Reputation: 531
I have a dataframe with 10000 rows that look like below:
import numpy as np
df=pd.DataFrame(np.array([['facebook', '15',"women tennis"], ['facebook', '20',"men basketball"], ['facebook', '30','club'],
['apple', "10","vice president"], ['apple', "100",'swimming contest']]),columns=['firm','id','text'])
I'd like to save each firm into a separate JSON file. So the json file for Facebook looks like below, with the file name written as "firm.json" (e.g. facebook.json). The same will be for other firms, such as Apple.
Sorry, I am still a beginner to Pandas, is there a way to do so effectively?
Upvotes: 1
Views: 712
Reputation: 14228
You can do:
json_cols = df.columns.drop('firm').tolist()
json_records = df.groupby('firm')[json_cols].apply(
lambda x:x.to_json(orient='records'))
Then for 'facebook':
facebook_json = json_records['facebook']
'[{"id":"15","text":"women tennis"},
{"id":"20","text":"men basketball"},
{"id":"30","text":"club"}]'
for 'apple':
apple_json = json_records['apple']
'[{"id":"10","text":"vice president"},{"id":"100","text":"swimming contest"}]'
Save all at once
for col, records in json_records.iteritems():
with open(f"{col}.json", "w") as file:
file.write(records)
Upvotes: 3
Reputation: 580
Here's one way to do it:
import json
import numpy as np
df=pd.DataFrame(np.array([['facebook', '15',"women tennis"], ['facebook', '20',"men basketball"], ['facebook', '30','club'],
['apple', "10","vice president"], ['apple', "100",'swimming contest']]),columns=['firm','id','text'])
for firm in set(df['firm']):
f = open(firm + '.json', 'w')
f.write(json.dumps(list(df[df['firm']==firm][['id', 'text']].T.to_dict().values())))
f.close()
Output:
apple.json
[{"id": "10", "text": "vice president"}, {"id": "100", "text": "swimming contest"}]
facebook.json
[{"id": "15", "text": "women tennis"}, {"id": "20", "text": "men basketball"}, {"id": "30", "text": "club"}]
Upvotes: 1
Reputation: 3005
import pandas as pd
import numpy as np
import json
df = pd.DataFrame(
np.array([
['facebook', '15',"women tennis"],
['facebook', '20',"men basketball"],
['facebook', '30','club'],
['apple', "10","vice president"],
['apple', "100",'swimming contest']]
), columns=['firm','id','text']
)
firms = set(df.firm)
for firm in firms:
df_firm = df[df.firm == firm]
d = []
for _, r in df_firm.iterrows():
d.append({'id': r.id, 'Text': str(r.text)})
with open(f'{firm}.json', 'w') as f:
json.dump(d, f)
I'm sure there's a simpler way, but thats one way.
Upvotes: 1
☆ ☆ ☆ ☆ ☆
JOBS:
A) Answer these questions using the forum thread:
(i) How many rows does the asker's dataframe have?
(ii) In the reply with a reputation of 14228, what value is given for orient when calling to_json?
(iii) In the reply that loops with iterrows, what key is used for the text value in each record?
B) From the forum thread, rewrite the passage starting at "firms = set(df.firm)" and ending at "json.dump(d, f)", switching "df_firm" to "firm_rows".

Object location annotation data:
☆ ☆ ☆ ☆ ☆
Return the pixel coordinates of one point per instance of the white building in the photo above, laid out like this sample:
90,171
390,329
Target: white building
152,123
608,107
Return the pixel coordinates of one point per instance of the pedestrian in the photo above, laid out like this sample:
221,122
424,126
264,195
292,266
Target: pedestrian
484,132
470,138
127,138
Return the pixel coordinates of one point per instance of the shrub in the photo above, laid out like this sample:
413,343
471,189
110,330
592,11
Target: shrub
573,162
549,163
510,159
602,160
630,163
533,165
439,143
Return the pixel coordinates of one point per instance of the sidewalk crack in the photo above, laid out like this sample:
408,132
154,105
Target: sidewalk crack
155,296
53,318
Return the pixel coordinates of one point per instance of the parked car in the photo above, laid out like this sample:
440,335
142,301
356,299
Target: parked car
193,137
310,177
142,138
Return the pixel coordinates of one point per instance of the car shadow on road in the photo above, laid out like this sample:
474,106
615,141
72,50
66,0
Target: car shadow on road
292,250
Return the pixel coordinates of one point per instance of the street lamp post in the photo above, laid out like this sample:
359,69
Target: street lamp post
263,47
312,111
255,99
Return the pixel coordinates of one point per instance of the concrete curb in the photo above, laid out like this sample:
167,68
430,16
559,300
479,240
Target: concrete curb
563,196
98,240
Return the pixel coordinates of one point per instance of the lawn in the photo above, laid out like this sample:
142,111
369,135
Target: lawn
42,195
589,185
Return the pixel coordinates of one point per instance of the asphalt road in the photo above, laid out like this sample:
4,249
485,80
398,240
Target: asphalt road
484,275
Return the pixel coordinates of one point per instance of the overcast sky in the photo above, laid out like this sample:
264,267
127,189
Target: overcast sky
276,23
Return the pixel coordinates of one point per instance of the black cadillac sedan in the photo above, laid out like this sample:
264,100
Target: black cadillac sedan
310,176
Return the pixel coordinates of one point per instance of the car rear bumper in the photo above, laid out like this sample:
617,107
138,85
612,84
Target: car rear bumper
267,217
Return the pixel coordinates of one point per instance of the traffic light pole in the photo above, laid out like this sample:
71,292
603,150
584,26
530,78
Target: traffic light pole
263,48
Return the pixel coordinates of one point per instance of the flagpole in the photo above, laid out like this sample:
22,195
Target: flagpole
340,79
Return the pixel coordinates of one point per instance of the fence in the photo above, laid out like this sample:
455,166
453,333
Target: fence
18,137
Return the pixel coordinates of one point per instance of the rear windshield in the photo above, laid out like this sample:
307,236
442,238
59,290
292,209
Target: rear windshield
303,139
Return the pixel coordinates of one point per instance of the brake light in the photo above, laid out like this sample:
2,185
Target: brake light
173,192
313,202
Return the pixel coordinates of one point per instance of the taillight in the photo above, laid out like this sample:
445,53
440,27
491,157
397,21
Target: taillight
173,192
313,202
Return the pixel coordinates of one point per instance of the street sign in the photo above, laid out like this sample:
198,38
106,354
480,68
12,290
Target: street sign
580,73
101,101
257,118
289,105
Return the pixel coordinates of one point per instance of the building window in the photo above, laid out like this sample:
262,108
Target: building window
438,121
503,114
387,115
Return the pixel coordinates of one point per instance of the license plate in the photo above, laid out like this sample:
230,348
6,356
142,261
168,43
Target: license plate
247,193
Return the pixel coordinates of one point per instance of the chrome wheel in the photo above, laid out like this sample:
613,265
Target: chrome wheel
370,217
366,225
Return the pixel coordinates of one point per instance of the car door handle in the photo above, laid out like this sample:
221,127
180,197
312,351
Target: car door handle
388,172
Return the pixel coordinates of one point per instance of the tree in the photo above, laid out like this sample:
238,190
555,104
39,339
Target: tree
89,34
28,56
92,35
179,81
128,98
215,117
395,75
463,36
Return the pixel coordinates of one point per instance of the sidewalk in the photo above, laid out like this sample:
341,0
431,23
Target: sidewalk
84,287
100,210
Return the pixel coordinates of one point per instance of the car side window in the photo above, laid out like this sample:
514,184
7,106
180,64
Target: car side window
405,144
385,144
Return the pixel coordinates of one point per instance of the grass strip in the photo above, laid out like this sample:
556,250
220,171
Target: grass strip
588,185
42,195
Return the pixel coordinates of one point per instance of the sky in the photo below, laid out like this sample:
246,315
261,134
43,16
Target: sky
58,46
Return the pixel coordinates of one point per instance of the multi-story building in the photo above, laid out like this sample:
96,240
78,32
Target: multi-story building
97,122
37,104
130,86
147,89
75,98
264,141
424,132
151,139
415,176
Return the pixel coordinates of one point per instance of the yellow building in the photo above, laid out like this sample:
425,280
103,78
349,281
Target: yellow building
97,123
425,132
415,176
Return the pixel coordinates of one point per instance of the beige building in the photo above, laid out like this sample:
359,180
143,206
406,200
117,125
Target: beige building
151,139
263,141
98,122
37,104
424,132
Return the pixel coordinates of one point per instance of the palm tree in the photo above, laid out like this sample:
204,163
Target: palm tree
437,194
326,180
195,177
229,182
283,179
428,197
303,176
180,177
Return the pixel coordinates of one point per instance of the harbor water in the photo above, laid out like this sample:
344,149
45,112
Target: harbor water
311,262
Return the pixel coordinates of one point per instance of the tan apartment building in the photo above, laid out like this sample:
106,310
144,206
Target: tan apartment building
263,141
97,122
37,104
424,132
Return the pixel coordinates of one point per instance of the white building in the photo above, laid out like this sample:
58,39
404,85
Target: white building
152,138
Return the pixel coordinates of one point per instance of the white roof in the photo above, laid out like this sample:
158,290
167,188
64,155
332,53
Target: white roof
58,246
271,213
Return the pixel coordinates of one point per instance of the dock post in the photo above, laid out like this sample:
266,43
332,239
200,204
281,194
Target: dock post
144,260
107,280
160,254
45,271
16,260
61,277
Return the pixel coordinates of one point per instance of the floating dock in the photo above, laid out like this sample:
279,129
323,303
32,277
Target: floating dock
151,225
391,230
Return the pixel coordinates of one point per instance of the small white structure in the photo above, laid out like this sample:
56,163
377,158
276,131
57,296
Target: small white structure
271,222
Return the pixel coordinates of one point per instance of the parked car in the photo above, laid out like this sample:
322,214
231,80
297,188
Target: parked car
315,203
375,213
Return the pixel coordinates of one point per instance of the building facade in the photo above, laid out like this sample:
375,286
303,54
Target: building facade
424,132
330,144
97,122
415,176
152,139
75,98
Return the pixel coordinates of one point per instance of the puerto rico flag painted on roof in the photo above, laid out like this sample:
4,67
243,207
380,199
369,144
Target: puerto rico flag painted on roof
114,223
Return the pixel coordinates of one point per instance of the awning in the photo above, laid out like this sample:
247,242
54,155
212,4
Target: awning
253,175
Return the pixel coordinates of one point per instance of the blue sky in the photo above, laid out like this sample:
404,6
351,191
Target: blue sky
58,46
☆ ☆ ☆ ☆ ☆
SOLUTIONS TO THE EXERCISE:
A)
(i) 10000
(ii) 'records'
(iii) 'Text'

B)
firms = set(df.firm)
for firm in firms:
firm_rows = df[df.firm == firm]
d = []
for _, r in firm_rows.iterrows():
d.append({'id': r.id, 'Text': str(r.text)})
with open(f'{firm}.json', 'w') as f:
json.dump(d, f)